--- Task ---
How many lines in the records below contain the string "turquoise"? Reply with the number alone.

--- Data for this task ---
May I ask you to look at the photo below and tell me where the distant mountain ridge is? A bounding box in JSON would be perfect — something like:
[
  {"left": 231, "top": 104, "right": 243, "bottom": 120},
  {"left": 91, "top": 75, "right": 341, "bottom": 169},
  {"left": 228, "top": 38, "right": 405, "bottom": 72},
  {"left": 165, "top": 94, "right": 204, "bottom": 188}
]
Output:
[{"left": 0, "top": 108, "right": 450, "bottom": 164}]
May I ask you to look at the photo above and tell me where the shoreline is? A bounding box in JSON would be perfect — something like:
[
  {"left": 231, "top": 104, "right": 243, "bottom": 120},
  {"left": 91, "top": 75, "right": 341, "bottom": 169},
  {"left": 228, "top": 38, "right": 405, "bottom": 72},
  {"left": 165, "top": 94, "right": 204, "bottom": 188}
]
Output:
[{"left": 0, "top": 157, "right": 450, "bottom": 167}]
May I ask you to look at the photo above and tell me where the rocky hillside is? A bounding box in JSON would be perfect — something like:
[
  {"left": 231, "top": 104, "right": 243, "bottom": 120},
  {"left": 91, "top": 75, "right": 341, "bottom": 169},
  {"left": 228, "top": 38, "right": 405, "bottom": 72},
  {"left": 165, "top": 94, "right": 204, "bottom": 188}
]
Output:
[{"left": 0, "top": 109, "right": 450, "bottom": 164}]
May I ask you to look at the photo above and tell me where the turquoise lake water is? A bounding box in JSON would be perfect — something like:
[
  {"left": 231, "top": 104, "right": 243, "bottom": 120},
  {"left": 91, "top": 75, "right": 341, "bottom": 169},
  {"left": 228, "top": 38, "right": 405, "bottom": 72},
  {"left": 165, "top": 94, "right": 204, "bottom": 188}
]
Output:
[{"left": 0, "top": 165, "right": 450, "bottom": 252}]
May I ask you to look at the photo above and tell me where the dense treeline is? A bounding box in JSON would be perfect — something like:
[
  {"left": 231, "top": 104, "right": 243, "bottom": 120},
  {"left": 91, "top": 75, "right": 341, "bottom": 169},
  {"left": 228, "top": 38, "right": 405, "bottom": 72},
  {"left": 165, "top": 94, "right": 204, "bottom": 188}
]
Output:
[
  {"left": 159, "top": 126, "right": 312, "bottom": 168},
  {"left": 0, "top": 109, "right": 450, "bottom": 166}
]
...
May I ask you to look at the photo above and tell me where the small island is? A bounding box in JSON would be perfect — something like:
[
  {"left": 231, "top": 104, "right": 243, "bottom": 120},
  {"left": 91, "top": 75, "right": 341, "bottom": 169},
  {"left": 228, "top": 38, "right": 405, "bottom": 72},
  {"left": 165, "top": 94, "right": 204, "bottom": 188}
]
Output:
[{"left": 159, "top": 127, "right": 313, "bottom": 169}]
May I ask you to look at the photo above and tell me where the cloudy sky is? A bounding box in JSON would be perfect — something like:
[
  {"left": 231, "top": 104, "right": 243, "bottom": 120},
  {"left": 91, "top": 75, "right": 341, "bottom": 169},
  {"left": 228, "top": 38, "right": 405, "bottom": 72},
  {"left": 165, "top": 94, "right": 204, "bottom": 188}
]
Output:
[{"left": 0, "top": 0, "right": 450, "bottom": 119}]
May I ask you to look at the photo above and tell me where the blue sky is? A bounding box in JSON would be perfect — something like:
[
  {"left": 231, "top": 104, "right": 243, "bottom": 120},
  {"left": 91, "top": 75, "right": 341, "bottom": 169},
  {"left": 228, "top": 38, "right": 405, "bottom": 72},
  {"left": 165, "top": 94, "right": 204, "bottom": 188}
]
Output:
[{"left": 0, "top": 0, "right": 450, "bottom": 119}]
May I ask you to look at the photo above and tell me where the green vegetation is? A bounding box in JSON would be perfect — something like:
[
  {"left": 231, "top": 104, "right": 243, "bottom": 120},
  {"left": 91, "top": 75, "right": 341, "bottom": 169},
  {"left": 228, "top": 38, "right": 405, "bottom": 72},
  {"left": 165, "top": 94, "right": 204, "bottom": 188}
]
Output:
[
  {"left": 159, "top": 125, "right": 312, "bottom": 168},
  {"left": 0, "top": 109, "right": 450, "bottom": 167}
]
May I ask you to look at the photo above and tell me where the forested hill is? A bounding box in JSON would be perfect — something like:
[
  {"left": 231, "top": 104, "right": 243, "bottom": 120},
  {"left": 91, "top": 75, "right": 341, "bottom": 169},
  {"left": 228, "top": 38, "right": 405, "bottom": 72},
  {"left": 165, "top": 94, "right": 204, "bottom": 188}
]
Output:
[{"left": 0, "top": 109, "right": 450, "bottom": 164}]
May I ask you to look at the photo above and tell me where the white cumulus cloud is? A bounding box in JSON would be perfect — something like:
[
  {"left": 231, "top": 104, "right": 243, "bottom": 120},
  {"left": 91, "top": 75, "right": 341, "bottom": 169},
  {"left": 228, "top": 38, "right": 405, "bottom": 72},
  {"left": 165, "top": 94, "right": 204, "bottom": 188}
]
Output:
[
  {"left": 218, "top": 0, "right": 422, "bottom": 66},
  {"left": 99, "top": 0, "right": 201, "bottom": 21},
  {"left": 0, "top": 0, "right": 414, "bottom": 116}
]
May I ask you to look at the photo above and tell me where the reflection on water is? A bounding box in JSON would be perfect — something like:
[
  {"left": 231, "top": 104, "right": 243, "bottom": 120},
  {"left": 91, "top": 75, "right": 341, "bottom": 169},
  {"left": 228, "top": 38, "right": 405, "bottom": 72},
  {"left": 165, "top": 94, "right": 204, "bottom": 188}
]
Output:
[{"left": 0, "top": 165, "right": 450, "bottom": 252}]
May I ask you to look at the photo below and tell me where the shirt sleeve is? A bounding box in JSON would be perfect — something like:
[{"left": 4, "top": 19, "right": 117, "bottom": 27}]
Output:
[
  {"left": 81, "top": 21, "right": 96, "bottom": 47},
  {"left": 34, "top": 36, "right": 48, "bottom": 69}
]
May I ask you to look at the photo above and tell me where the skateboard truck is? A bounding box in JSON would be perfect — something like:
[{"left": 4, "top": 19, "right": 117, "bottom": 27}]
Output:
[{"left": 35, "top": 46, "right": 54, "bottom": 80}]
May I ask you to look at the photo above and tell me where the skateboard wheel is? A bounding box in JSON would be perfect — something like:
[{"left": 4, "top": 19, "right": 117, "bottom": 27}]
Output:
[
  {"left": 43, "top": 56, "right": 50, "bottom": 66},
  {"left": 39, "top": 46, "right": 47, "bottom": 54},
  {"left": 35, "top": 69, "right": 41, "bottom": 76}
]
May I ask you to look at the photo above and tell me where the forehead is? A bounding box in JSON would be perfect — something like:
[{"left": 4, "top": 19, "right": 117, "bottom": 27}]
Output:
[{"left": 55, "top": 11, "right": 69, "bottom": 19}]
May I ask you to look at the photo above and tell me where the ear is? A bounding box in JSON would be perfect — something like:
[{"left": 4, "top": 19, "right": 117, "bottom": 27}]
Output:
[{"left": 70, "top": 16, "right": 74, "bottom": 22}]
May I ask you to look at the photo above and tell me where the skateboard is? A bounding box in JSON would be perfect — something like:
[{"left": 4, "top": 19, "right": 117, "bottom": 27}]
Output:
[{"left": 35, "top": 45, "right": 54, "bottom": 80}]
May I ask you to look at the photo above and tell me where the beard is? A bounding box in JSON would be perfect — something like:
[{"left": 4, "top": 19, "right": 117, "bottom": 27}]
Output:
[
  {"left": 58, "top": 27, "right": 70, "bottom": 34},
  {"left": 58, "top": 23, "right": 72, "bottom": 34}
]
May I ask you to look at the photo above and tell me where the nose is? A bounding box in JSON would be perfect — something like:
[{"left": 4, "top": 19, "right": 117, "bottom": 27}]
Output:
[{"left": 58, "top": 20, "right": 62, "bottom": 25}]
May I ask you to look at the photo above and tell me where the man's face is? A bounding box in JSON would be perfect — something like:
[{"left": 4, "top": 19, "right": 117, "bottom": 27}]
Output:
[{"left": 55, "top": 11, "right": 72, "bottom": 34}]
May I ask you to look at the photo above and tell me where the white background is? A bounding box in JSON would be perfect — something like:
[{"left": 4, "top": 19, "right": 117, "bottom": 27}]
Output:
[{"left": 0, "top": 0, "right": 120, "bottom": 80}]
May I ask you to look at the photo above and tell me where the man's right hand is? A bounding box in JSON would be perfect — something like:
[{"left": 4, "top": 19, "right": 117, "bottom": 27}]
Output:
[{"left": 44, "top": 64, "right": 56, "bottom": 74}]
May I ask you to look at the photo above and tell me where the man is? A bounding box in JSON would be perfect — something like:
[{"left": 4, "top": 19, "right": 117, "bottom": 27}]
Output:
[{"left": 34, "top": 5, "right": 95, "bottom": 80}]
* * *
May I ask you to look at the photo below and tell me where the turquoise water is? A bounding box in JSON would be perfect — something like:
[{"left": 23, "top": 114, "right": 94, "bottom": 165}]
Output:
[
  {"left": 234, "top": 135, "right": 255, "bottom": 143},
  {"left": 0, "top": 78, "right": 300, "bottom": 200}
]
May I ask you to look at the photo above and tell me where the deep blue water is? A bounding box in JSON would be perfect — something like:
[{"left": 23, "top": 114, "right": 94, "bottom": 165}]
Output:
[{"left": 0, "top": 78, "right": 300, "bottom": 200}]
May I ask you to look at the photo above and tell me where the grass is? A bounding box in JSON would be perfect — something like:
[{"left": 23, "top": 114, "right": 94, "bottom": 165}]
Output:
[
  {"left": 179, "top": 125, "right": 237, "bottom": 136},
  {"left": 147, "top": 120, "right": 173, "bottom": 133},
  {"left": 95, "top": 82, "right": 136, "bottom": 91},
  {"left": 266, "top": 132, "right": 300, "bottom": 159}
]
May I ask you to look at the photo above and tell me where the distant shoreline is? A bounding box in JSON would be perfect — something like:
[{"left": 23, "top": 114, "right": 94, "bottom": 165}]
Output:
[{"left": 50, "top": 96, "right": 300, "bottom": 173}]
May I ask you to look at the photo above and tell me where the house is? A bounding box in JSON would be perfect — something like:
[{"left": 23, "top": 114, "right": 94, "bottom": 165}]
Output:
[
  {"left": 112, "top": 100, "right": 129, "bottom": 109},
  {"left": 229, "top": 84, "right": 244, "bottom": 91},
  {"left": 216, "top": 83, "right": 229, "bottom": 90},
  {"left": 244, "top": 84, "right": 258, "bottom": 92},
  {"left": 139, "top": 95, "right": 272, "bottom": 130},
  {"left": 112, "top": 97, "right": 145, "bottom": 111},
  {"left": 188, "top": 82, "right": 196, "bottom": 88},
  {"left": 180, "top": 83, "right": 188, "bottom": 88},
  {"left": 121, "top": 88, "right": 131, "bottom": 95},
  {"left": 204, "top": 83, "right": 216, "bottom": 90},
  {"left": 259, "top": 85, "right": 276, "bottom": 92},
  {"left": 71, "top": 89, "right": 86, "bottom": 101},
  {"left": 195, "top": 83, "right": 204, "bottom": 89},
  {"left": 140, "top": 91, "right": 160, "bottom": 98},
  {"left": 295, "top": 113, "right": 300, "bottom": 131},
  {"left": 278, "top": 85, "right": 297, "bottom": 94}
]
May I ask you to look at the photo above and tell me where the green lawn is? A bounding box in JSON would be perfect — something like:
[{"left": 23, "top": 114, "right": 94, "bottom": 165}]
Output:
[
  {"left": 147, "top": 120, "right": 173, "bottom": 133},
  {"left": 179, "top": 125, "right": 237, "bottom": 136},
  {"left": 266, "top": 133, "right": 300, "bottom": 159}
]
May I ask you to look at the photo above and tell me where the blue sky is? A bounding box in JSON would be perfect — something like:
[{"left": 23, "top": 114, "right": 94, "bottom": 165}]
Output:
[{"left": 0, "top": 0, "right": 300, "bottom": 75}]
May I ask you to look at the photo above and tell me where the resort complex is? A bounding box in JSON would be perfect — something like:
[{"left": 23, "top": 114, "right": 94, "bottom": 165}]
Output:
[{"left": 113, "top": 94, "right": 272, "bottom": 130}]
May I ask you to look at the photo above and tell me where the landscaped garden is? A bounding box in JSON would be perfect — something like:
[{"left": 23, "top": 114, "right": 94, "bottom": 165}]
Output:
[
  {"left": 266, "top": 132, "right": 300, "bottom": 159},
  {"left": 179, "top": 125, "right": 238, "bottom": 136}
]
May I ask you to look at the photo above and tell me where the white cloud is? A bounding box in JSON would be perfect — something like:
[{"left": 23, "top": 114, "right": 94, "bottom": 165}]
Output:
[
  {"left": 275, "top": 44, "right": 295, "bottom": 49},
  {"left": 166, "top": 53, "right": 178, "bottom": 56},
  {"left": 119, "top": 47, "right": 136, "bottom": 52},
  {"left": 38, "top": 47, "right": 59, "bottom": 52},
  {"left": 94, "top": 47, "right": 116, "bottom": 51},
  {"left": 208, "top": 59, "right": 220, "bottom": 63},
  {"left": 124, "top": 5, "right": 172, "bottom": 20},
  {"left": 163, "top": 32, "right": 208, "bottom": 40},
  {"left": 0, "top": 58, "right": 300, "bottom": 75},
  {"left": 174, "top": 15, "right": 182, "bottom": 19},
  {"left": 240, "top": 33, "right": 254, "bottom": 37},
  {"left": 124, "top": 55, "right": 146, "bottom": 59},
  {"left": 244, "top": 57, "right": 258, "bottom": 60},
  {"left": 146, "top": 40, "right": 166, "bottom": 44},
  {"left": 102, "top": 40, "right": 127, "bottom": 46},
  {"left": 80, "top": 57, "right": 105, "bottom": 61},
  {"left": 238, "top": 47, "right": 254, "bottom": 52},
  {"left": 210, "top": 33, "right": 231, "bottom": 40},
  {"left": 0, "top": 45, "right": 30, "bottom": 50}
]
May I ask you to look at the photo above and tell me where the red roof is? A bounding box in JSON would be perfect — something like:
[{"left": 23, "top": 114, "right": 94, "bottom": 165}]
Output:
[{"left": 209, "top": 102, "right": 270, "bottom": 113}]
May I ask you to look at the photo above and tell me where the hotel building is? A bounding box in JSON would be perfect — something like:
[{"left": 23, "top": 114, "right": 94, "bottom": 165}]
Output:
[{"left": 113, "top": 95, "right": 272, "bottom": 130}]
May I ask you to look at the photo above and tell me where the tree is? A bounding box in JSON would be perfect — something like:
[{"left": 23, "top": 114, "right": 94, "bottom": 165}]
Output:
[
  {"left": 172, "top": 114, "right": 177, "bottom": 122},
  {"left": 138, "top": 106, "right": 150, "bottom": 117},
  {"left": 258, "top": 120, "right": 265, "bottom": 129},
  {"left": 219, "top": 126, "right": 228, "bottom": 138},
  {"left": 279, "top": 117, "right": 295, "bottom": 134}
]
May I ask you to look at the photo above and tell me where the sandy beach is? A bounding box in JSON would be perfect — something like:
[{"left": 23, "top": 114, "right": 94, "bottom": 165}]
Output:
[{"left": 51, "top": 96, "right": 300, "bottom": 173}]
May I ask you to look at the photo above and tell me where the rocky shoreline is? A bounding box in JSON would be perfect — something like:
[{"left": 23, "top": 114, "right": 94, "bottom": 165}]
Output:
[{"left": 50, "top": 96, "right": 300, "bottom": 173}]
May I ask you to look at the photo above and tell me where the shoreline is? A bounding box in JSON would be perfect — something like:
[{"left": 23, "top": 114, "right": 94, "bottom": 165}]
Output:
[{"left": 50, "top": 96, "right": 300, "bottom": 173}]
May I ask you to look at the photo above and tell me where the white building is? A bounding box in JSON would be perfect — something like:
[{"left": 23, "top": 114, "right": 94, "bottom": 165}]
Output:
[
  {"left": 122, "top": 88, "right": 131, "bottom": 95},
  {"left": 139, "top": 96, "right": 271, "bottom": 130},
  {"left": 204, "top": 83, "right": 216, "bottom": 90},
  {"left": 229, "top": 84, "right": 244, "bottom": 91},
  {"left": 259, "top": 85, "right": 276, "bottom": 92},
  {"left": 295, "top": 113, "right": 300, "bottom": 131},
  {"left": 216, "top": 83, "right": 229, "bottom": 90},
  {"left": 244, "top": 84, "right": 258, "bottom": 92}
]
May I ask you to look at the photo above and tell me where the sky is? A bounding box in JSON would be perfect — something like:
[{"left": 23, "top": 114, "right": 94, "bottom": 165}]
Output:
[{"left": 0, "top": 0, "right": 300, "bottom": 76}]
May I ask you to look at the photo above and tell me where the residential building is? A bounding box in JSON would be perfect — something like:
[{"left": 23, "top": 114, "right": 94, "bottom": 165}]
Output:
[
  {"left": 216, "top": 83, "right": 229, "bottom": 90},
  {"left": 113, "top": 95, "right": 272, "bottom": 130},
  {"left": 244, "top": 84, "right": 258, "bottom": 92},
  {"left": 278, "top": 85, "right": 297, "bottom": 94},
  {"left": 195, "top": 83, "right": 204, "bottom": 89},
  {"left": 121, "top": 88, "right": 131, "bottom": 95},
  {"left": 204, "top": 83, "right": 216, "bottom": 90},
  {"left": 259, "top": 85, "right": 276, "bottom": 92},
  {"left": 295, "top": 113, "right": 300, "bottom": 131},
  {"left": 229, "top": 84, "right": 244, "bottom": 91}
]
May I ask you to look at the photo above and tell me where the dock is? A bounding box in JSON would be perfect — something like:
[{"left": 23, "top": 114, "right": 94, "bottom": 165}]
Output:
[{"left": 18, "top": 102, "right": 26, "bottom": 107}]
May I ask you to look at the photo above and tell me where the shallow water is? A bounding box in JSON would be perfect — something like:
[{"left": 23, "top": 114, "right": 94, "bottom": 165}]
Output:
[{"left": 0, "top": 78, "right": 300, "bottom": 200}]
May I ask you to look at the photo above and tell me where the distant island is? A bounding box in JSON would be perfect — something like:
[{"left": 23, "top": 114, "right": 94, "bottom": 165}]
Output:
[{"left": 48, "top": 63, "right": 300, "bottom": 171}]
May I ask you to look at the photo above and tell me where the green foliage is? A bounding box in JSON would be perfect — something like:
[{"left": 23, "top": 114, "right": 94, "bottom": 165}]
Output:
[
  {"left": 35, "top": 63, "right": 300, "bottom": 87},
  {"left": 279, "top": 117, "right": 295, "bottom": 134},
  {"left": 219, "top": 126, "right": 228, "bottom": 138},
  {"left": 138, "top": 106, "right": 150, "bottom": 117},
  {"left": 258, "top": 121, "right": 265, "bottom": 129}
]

--- Task output ---
2